Ainda não está claramente definido se no Brasil existe consolidado um eleitorado gay. Antigamente não existia. Lembro-me dos decepcionantes 5 mil votos de Hebert Daniel, com seu incomparável vigor intelectual e ético, em 1986. O próprio Jean Willys teve uma votação modesta, em 2010, e parte dela devida ao status de celebridade. Não existe ainda um claro líder político orgânico da causa dos direitos dos homossexuais. Possivelmente numa próxima eleição ele beneficiar-se-á mais desse confronto. De qualquer jeito isso não vai chegar aos pés do maná eleitoral capitalizado pelo outro lado. Alguém duvida que Bolsonaro e agora Feliciano serão campeões de voto em 2014?
Se há dúvidas se de fato consolida-se um eleitorado gay estruturado e politicamente coerente – refiro-me a um contingente eleitoral, não a “movimentos sociais” –, é inegável que há um pujante eleitorado antigay. Religioso, de base na direita cultural evangélica ou católica, ou até “laico”, ele se fixaria mais no padrão Bolsonaro, o do machismo anti-gay (aquele do armário, dirão as más línguas).
A corrente guerra cultural anti-homófobos versus homófobos beneficia mais os últimos que os primeiros em termos de exposição e impacto eleitoral. Sem discurso, de inteligência e nível intelectual bastante limitado, eles descobriram no passionalismo homofóbico – no Brasil miscigenado, um aparente substituto para o racismo passional – promissor filão eleitoral.
Mas, e a causa? A boa causa dos direitos civis e de cidadania dos homossexuais? O avanço de suas questões concretas: direito ao casamento civil, contra a discriminação no trabalho ou no lazer? As guerras de mídia e o conflito, tal como é teatralizado pelos seus atores, fazem avançá-la? Francamente, tenho algumas dúvidas a respeito. Tanto “ruído e fúria” parece-me levar mais para uma soma zero. Pode ser bom para as lideranças mas não necessariamente para a causa, em si.

----

▸ Lista de exercícios:
(1) No trecho sobre o eleitorado gay no Brasil, quantos votos Hebert Daniel recebeu em 1986?
(2) Duplique o trecho sobre o eleitorado gay, começando nas palavras "A corrente guerra" e parando depois de "promissor filão eleitoral.".

Dados de ancoragem de objetos em linguagem natural:
----

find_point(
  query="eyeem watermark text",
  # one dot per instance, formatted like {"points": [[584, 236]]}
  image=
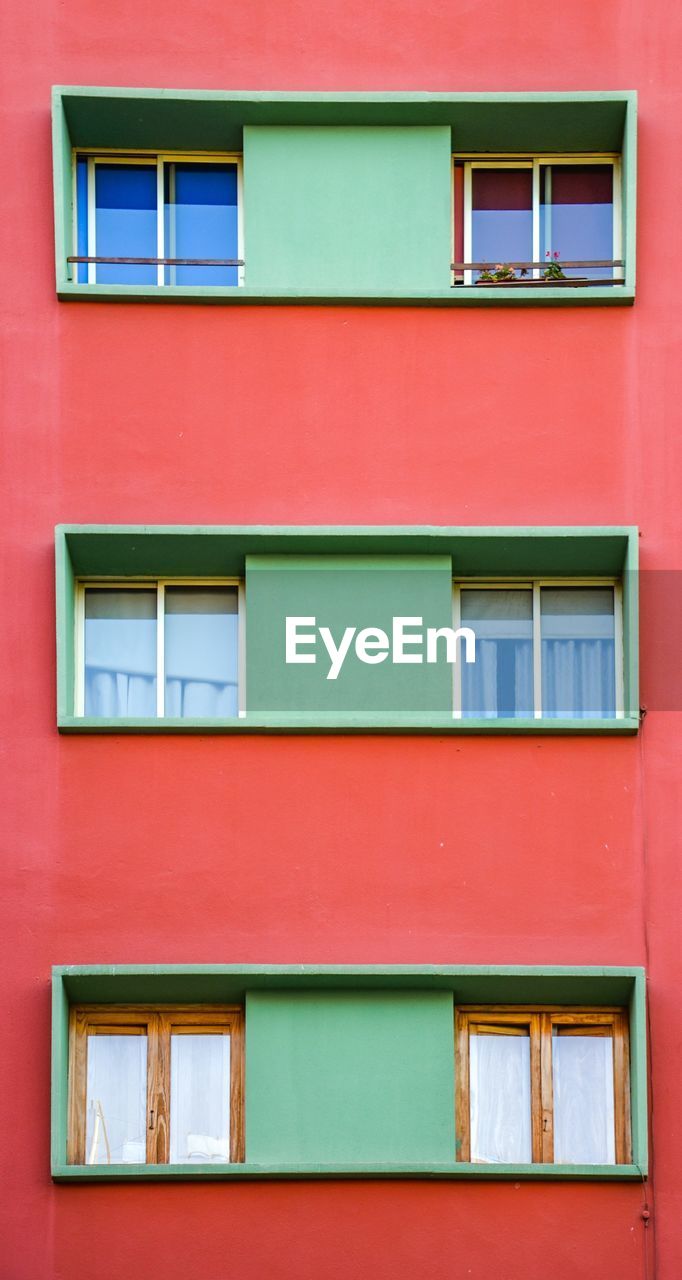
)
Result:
{"points": [[408, 643]]}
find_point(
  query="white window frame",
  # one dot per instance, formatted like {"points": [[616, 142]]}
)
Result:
{"points": [[536, 585], [150, 159], [535, 163], [159, 584]]}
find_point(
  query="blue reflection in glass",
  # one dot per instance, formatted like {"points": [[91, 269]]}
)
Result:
{"points": [[500, 215], [201, 636], [576, 215], [499, 684], [120, 653], [578, 653], [126, 222], [81, 218], [201, 220]]}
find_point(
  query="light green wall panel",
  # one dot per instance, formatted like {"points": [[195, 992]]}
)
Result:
{"points": [[349, 1077], [344, 592], [365, 209]]}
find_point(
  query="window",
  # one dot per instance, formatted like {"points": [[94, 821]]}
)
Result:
{"points": [[150, 1079], [159, 649], [545, 220], [155, 1086], [544, 649], [158, 219], [543, 1086]]}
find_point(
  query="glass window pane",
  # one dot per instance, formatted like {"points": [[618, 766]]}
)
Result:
{"points": [[584, 1110], [578, 652], [500, 1098], [126, 222], [200, 1098], [499, 684], [201, 220], [576, 215], [500, 215], [201, 635], [117, 1100], [120, 652]]}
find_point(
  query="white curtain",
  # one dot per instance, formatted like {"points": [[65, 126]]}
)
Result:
{"points": [[120, 652], [200, 1098], [578, 679], [117, 1100], [578, 652], [499, 682], [584, 1110], [488, 693], [201, 638], [500, 1098], [111, 694]]}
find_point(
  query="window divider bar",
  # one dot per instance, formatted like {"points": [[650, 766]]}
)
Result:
{"points": [[457, 666], [619, 650], [467, 196], [536, 653], [536, 216], [241, 649], [160, 649], [547, 1088], [91, 223], [160, 219]]}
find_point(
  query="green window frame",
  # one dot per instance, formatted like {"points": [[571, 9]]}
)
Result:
{"points": [[403, 241], [367, 1056], [115, 554]]}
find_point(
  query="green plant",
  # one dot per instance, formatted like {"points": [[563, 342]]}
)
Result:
{"points": [[502, 272], [553, 270]]}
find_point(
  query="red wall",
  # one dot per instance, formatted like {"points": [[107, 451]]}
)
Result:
{"points": [[347, 850]]}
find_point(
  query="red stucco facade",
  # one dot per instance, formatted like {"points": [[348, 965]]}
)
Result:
{"points": [[326, 849]]}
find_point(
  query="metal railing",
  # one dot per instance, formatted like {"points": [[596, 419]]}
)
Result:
{"points": [[539, 278]]}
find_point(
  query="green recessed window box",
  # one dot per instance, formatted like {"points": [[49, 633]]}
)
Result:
{"points": [[241, 197], [343, 1072], [425, 630]]}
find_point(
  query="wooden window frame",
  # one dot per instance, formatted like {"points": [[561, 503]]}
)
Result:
{"points": [[539, 1020], [159, 585], [158, 1023]]}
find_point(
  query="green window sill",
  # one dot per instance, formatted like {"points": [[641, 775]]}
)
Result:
{"points": [[360, 723], [285, 1173], [598, 295]]}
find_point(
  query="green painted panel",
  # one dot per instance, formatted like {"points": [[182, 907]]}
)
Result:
{"points": [[222, 549], [384, 268], [463, 984], [339, 594], [361, 209], [351, 1077], [214, 119], [384, 698]]}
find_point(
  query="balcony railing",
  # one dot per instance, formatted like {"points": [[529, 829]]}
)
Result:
{"points": [[159, 261], [525, 273], [534, 273]]}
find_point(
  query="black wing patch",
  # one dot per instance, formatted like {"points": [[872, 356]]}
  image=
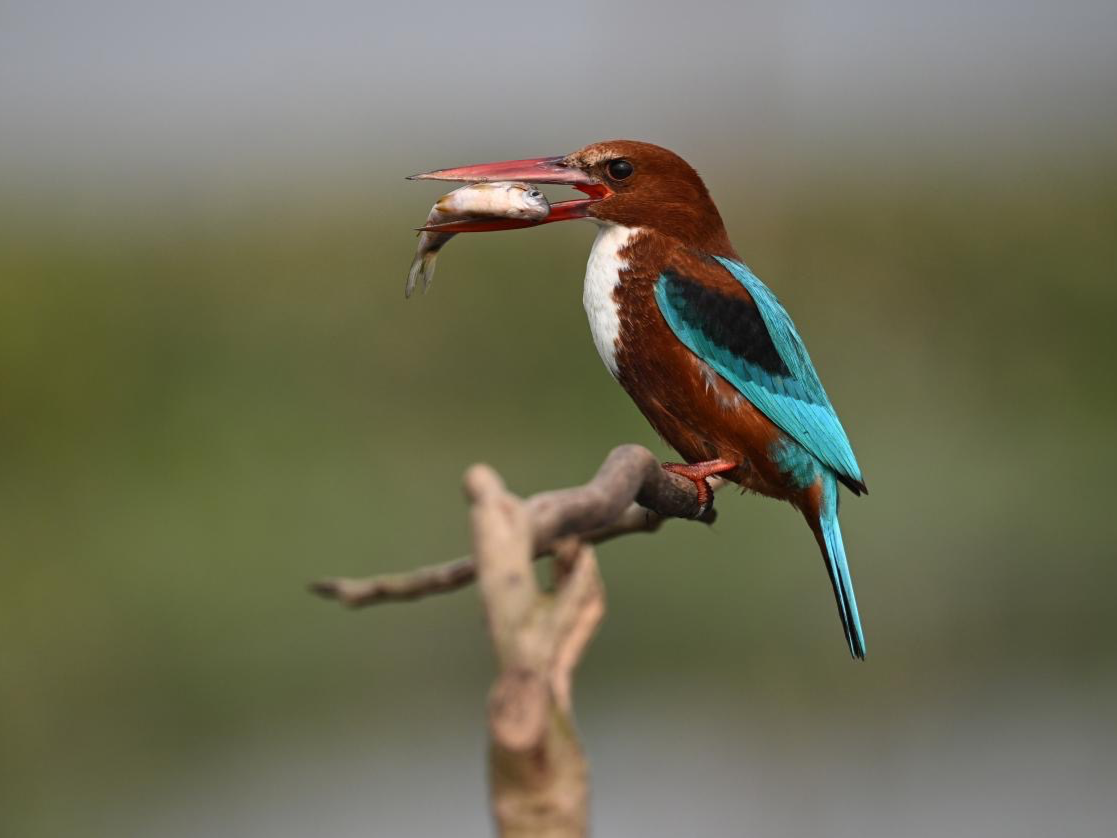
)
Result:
{"points": [[729, 322]]}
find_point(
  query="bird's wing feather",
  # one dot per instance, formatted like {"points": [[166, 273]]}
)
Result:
{"points": [[750, 340]]}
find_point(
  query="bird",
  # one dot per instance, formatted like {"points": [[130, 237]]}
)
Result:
{"points": [[700, 344]]}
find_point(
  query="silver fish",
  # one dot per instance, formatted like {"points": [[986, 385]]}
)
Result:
{"points": [[498, 199]]}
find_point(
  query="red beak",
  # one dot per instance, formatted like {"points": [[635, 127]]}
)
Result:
{"points": [[536, 170]]}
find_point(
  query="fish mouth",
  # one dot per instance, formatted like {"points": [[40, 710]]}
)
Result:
{"points": [[533, 170]]}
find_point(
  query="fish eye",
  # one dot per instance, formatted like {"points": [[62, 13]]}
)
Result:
{"points": [[619, 169]]}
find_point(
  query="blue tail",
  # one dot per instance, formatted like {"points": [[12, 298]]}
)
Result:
{"points": [[836, 564]]}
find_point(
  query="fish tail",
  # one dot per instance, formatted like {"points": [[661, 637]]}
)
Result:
{"points": [[421, 268], [833, 551]]}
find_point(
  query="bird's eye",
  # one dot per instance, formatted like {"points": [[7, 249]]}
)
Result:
{"points": [[619, 169]]}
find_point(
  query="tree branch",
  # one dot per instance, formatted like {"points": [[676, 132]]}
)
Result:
{"points": [[538, 784], [630, 494]]}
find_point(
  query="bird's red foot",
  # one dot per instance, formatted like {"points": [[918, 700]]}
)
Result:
{"points": [[698, 473]]}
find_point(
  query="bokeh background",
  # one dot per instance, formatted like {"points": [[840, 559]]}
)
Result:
{"points": [[212, 391]]}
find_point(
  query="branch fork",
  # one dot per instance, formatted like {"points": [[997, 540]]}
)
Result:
{"points": [[537, 771]]}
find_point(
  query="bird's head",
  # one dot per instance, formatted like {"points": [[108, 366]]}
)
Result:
{"points": [[626, 182]]}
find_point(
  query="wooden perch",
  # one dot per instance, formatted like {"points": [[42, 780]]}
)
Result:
{"points": [[537, 772], [630, 494]]}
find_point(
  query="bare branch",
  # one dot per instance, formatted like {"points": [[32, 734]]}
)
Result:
{"points": [[538, 777], [630, 494]]}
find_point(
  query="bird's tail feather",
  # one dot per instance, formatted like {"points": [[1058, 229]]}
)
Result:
{"points": [[834, 553]]}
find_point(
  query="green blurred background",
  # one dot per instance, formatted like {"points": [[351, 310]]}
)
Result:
{"points": [[212, 391]]}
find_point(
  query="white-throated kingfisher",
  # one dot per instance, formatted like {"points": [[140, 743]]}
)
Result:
{"points": [[700, 344]]}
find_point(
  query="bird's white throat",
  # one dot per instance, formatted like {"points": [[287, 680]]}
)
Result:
{"points": [[602, 275]]}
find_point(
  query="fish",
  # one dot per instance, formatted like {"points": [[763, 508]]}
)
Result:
{"points": [[497, 199]]}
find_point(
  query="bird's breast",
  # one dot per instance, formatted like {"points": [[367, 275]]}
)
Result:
{"points": [[602, 276]]}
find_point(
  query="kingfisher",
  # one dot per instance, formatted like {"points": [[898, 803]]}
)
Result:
{"points": [[699, 343]]}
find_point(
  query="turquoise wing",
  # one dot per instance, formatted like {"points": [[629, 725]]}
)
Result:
{"points": [[754, 346]]}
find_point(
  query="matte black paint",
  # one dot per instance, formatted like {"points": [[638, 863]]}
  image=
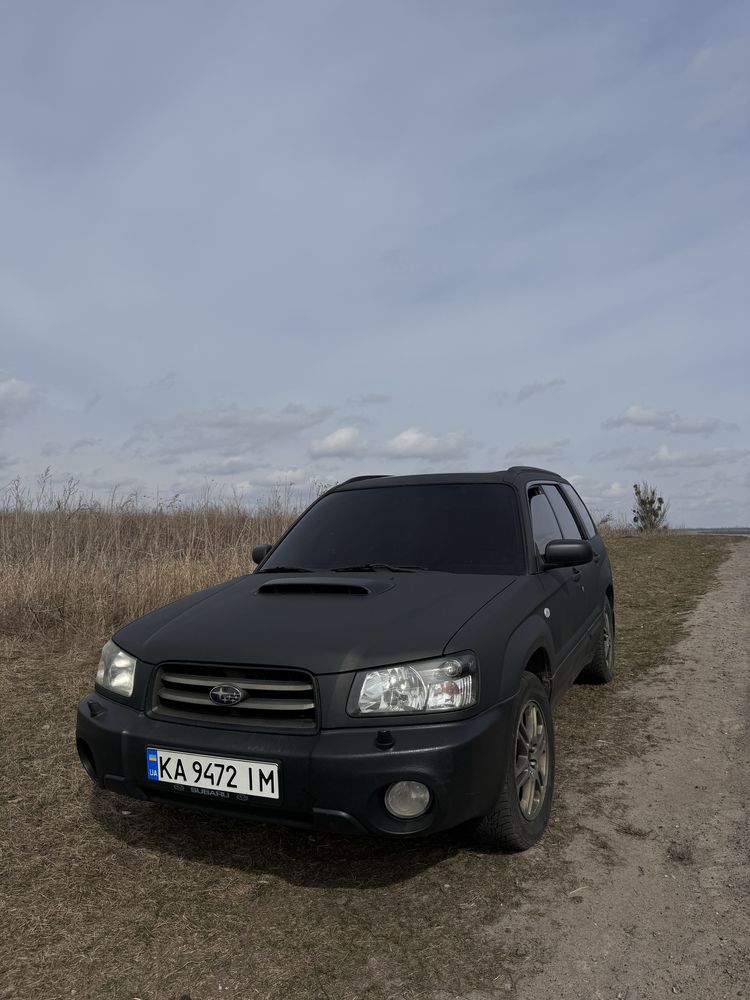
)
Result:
{"points": [[335, 778]]}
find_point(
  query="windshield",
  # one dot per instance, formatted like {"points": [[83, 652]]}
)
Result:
{"points": [[452, 528]]}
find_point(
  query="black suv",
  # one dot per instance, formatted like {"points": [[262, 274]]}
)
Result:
{"points": [[387, 668]]}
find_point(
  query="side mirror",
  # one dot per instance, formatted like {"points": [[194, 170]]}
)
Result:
{"points": [[260, 552], [567, 553]]}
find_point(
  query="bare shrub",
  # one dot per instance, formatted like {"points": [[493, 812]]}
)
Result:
{"points": [[649, 509], [74, 566]]}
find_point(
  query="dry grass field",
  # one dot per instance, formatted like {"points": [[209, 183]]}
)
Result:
{"points": [[109, 899]]}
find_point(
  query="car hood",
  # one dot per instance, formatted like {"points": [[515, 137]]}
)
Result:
{"points": [[326, 624]]}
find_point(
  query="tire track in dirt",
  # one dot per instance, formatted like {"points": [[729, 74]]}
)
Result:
{"points": [[660, 907]]}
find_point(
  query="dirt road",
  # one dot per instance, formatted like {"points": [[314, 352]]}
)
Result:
{"points": [[662, 904], [638, 890]]}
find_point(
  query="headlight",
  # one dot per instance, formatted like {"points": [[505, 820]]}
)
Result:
{"points": [[116, 670], [440, 685]]}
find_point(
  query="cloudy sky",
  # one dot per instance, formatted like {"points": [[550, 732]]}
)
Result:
{"points": [[245, 243]]}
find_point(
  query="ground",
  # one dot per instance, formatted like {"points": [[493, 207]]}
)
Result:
{"points": [[638, 890]]}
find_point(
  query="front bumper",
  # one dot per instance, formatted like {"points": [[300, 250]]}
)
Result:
{"points": [[334, 780]]}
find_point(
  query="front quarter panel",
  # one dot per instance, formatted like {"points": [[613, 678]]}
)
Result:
{"points": [[504, 634]]}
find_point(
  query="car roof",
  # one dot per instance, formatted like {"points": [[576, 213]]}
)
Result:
{"points": [[516, 475]]}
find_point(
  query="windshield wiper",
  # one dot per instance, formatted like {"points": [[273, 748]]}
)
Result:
{"points": [[285, 569], [371, 567]]}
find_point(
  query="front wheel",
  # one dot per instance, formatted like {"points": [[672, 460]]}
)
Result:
{"points": [[521, 813]]}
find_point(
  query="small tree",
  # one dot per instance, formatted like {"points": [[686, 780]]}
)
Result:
{"points": [[649, 510]]}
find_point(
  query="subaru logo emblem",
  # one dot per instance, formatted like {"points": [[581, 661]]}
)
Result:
{"points": [[225, 694]]}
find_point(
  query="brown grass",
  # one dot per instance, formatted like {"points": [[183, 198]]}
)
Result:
{"points": [[75, 567], [109, 899]]}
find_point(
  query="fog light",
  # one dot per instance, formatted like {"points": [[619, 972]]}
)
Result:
{"points": [[87, 759], [407, 799]]}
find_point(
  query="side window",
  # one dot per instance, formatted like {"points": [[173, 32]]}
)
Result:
{"points": [[580, 507], [566, 520], [543, 520]]}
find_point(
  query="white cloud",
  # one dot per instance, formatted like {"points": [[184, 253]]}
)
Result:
{"points": [[16, 399], [226, 430], [87, 442], [710, 425], [414, 443], [667, 420], [538, 449], [344, 442], [665, 458], [534, 388], [641, 416], [219, 467]]}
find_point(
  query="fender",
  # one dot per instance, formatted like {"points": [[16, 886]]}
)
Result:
{"points": [[531, 635]]}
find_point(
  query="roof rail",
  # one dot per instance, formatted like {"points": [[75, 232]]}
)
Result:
{"points": [[517, 469], [356, 479]]}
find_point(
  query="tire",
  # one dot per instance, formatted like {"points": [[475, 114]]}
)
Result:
{"points": [[521, 812], [601, 670]]}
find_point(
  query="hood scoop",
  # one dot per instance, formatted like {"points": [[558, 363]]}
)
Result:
{"points": [[326, 586]]}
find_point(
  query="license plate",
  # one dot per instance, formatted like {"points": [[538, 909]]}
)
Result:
{"points": [[222, 774]]}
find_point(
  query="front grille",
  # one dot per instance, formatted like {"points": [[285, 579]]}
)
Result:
{"points": [[273, 698]]}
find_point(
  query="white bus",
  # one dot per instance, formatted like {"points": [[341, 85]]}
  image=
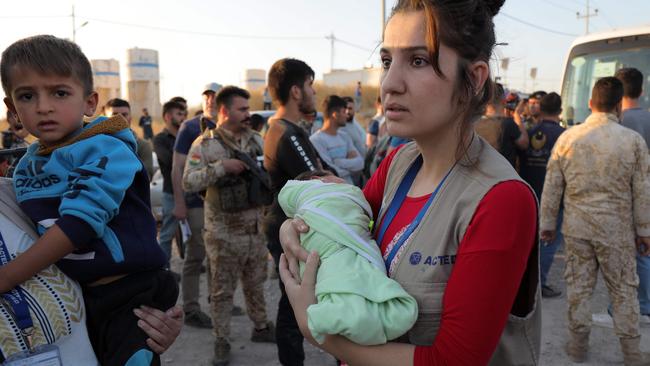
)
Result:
{"points": [[598, 55]]}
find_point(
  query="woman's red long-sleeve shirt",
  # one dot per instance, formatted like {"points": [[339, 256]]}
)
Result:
{"points": [[490, 263]]}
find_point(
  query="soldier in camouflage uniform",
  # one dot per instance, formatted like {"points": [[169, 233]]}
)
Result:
{"points": [[234, 242], [600, 168]]}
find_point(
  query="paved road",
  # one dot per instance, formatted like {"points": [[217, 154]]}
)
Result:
{"points": [[194, 346]]}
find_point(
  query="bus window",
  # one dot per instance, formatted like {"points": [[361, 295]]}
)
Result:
{"points": [[584, 70]]}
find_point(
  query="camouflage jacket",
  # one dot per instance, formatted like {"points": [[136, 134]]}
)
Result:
{"points": [[600, 168], [204, 168]]}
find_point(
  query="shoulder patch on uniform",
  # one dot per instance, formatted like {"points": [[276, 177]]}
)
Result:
{"points": [[195, 159]]}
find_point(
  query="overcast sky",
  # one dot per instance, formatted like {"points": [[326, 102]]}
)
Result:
{"points": [[201, 41]]}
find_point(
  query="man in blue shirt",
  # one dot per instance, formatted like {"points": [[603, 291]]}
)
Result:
{"points": [[533, 170], [190, 207], [638, 119]]}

----

▸ Respostas esperadas:
(1) 5 mil votos.

(2)
A corrente guerra cultural anti-homófobos versus homófobos beneficia mais os últimos que os primeiros em termos de exposição e impacto eleitoral. Sem discurso, de inteligência e nível intelectual bastante limitado, eles descobriram no passionalismo homofóbico – no Brasil miscigenado, um aparente substituto para o racismo passional – promissor filão eleitoral.